- _THE EXERCISE_
Copy the stretch of material from the line that contains "# point at: paper" through the line that contains "x=210, y=183", putting "sand" wherever "gravel" appears and keeping everything else the same. Omit the pictures from your answer.
---- DATA TO USE
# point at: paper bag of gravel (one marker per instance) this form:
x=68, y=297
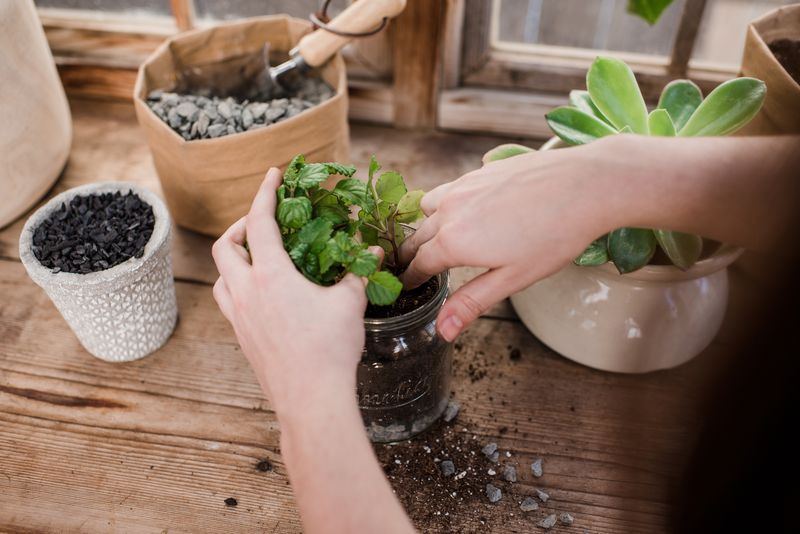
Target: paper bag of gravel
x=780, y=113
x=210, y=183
--------
---- DATA TO USE
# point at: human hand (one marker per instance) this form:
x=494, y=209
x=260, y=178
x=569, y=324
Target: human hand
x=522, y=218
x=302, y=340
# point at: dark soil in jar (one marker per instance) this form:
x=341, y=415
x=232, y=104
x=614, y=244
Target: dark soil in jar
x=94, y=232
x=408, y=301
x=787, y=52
--------
- _WORKED ANSWER_
# point at: paper bag of sand (one marker per instance) this form:
x=68, y=297
Target: paper bag of sand
x=780, y=113
x=210, y=183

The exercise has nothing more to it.